### Instructions to follow
Reproduce each of the rows below verbatim, with every character and line break unchanged.
* START *
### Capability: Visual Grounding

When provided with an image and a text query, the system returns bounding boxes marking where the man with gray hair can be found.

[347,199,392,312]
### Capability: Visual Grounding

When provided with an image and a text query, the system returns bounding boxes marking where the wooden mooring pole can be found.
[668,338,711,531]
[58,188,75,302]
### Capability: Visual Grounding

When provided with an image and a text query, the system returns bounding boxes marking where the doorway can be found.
* END *
### Task output
### Capability: Visual Grounding

When provided with an image and a text query, the system returns bounding boxes marking where the man with gray hair can be found.

[347,199,392,312]
### Capability: Visual Grounding

When provided with an image and a text query, the system returns bounding boxes marking where the wooden mooring pole can be found.
[668,338,711,531]
[58,188,75,302]
### Capability: Visual Grounding

When provided with an image and a text query, the system returns bounding boxes marking where the doorway can be found.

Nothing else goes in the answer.